Passage given:
○ ○ ○

Wednesday, August 24, 2011

10 Days Later

It has been 10 days since the birth of my grand daughter.  I have many pictures of her and receive almost daily reports of my Peanut.  While its not the same as being able to see her in person, I will soon enough, and it was the deal I knew going in. 
Traveling through this life I have been granted, when I thought about the future, (which wasn't often enough), it seemed a road fairly straight into the horizon.  It was occassionally blurred by mists and a storm or two would block it for a time, but it always seemed pretty assured.  I would grow old gracefully, not worrying about expanding waistlines and drooping parts that once had been my pride and joy in "perkiness".  Kurt would find hobbies he would love and after retirement would be content to putter.  We would have grandchildren like baby bunnies all around our feet, and our days would be filled with laughter and contentment.  Sometimes I wonder what I was smoking at the time to have had these visions.  When had my life ever gone in such an unudulating path?   I would suppose I had envisioned every facet of my life in a certain way.  Childhood to teen years and dating.  I never had the "Ozzie and Harriet" television version of being a teenager, and yet, I survived it pretty much intact and by other's standards it was almost idyllic.

○ ○ ○

[Entries from a point annotation set]
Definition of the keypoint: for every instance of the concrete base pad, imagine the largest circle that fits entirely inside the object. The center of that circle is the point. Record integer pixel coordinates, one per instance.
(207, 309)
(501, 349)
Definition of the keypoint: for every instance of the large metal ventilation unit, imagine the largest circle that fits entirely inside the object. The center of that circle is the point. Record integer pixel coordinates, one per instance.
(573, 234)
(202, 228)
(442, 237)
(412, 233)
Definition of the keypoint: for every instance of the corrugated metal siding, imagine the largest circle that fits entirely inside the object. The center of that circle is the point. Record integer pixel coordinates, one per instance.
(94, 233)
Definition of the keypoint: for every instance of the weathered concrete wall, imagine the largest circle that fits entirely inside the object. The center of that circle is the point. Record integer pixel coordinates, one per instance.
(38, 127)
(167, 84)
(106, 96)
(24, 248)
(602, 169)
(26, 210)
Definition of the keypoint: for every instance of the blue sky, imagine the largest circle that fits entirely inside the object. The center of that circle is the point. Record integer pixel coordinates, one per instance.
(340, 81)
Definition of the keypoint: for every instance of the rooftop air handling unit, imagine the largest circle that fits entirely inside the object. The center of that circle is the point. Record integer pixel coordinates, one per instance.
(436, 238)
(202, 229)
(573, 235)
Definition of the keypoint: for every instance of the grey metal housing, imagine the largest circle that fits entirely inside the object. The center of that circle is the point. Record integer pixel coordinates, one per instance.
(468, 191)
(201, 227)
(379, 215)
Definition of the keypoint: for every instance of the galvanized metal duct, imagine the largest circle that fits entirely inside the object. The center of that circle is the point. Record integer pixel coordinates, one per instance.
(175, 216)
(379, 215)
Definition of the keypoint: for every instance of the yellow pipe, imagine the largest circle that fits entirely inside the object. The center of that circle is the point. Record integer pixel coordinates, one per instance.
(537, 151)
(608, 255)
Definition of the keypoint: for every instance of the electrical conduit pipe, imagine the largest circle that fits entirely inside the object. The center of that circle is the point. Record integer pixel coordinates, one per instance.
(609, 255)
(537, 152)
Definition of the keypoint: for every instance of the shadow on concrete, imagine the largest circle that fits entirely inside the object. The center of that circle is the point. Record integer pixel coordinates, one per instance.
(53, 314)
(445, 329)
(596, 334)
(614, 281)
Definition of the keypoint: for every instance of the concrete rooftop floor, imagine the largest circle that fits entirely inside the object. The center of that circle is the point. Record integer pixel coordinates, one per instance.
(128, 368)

○ ○ ○

Work instructions:
A. Summarize the post in two sentences.
B. Please lay out the stretch of the records from the line containing "Definition of the keypoint: for every instance of the yellow" through the end of the records as a Markdown table with the columns Row and Line, leaving out blank lines.

Exercise solutions:
A. Ten days after the birth of a granddaughter, the writer has many pictures and almost daily reports of her and will see her in person soon enough. Looking back, the writer recalls imagining the future as a fairly straight road, with growing old gracefully, Kurt content to putter after retirement, and grandchildren all around, and now wonders what prompted such visions when life had never followed so smooth a path.

B.
| Row | Line |
|---|---|
| 1 | Definition of the keypoint: for every instance of the yellow pipe, imagine the largest circle that fits entirely inside the object. The center of that circle is the point. Record integer pixel coordinates, one per instance. |
| 2 | (537, 151) |
| 3 | (608, 255) |
| 4 | Definition of the keypoint: for every instance of the electrical conduit pipe, imagine the largest circle that fits entirely inside the object. The center of that circle is the point. Record integer pixel coordinates, one per instance. |
| 5 | (609, 255) |
| 6 | (537, 152) |
| 7 | Definition of the keypoint: for every instance of the shadow on concrete, imagine the largest circle that fits entirely inside the object. The center of that circle is the point. Record integer pixel coordinates, one per instance. |
| 8 | (53, 314) |
| 9 | (445, 329) |
| 10 | (596, 334) |
| 11 | (614, 281) |
| 12 | Definition of the keypoint: for every instance of the concrete rooftop floor, imagine the largest circle that fits entirely inside the object. The center of that circle is the point. Record integer pixel coordinates, one per instance. |
| 13 | (128, 368) |